Extrait de page
:::
Fatuma et les siens font partie des milliers de personnes devenues sans-abri après les récentes pluies torrentielles qui se sont abattues sur le pays d’Afrique de l’Est et ont fait plus de 70 morts.
La Corne de l’Afrique ne s’était pas encore relevée d’une sécheresse dévastatrice qui a affecté des millions de personnes lorsqu’elle a été balayée par des pluies diluviennes liées au phénomène météorologique El Nino, qui ont provoqué d’importantes inondations, au Kenya, en Somalie et en Ethiopie notamment.
« L’eau a tout détruit », constate Fatuma, bouleversée. « Ma vie est très dure en cet instant. »
Dans un camp de déplacés installé en urgence dans le centre de Garissa, Mwana Juma Hassan se tient à côté de sa tente blanche, découragée.
« Manger ici est devenu un luxe. Nous ne savons pas quand nous aurons notre prochain repas », se lamente-t-elle.
Pour la quatrième fois en moins de 10 ans, les inondations ont forcé cette veuve de 37 ans à quitter sa maison. Et les dernières précipitations ont ravagé son champ de pastèques, sa seule source de revenus.
Avec sa fille adolescente, Mwana prévoit de rentrer chez elle dès que l’eau se sera retirée de sa parcelle, car elle craint de ne pas trouver à manger dans le camp.
« Hors de contrôle »
Sur place, quelque 500 sinistrés ont passé quatre nuits à tenter de dormir sous une pluie incessante et dans des vêtements détrempés, avant que la Croix-Rouge kényane ne fournisse des tentes, explique Amina Duke Gabuku, tisserande de 60 ans.
Certains craignent l’apparition de maladies dans le camp, au vu des conditions sanitaires précaires. Mais Amina a d’autres préoccupations en tête.
« Comment un kilo de riz peut nourrir sept enfants? », lance-t-elle à propos des distributions de nourriture.
Les inondations ont frappé le comté de Garissa alors que ses quelque 800.000 habitants dépendaient déjà beaucoup de l’aide humanitaire pour se nourrir. Quatorze camps y ont été mis sur pied en deux semaines, qui abritent plus de 7.000 personnes.
Selon Mohamed Dubow, directeur des réponses d’urgence pour le comté, la situation pourrait devenir « hors de contrôle » si les pluies continuent dans les deux ou trois prochains jours.
Au total, les inondations devraient toucher 200.000 personnes, le niveau de la rivière Tana ayant déjà monté de trois mètres par rapport à la normale, explique-t-il.
:::
Enregistrements
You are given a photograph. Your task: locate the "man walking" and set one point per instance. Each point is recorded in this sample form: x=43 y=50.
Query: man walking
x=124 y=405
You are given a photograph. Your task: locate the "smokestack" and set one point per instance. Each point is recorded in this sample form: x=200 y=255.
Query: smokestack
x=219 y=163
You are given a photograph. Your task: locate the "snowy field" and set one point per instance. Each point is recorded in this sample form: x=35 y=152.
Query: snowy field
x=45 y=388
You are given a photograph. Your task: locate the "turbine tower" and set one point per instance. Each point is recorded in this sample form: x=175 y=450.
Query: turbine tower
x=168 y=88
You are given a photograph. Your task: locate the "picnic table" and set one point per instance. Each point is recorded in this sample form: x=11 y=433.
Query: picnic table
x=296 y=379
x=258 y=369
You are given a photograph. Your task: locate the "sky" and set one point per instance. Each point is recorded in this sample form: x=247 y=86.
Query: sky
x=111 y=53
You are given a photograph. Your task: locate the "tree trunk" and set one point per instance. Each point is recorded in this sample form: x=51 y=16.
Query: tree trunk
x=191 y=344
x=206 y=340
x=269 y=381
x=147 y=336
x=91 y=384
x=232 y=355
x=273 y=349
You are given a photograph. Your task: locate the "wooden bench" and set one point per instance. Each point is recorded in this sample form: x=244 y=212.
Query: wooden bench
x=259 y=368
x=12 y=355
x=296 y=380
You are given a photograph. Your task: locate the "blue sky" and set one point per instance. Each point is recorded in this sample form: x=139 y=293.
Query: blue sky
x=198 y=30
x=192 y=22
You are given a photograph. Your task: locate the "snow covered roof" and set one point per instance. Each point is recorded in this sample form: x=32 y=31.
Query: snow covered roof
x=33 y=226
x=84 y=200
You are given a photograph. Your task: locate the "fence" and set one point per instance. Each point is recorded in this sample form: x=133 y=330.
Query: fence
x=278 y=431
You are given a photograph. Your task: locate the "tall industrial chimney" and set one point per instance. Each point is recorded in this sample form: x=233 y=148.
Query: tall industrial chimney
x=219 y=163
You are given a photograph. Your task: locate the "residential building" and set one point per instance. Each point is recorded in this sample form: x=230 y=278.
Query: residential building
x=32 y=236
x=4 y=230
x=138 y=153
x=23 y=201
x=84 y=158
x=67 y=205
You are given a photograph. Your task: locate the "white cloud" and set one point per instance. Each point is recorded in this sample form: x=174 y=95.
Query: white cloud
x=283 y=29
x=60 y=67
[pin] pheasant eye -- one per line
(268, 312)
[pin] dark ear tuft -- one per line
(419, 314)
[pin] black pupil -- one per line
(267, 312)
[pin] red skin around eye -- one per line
:::
Consigne
Pouvez-vous recopier à l'identique le passage du texte sur les inondations compris entre « Fatuma et les » et « tente blanche, découragée. », bornes incluses ?

Résultat
Fatuma et les siens font partie des milliers de personnes devenues sans-abri après les récentes pluies torrentielles qui se sont abattues sur le pays d’Afrique de l’Est et ont fait plus de 70 morts.
La Corne de l’Afrique ne s’était pas encore relevée d’une sécheresse dévastatrice qui a affecté des millions de personnes lorsqu’elle a été balayée par des pluies diluviennes liées au phénomène météorologique El Nino, qui ont provoqué d’importantes inondations, au Kenya, en Somalie et en Ethiopie notamment.
« L’eau a tout détruit », constate Fatuma, bouleversée. « Ma vie est très dure en cet instant. »
Dans un camp de déplacés installé en urgence dans le centre de Garissa, Mwana Juma Hassan se tient à côté de sa tente blanche, découragée.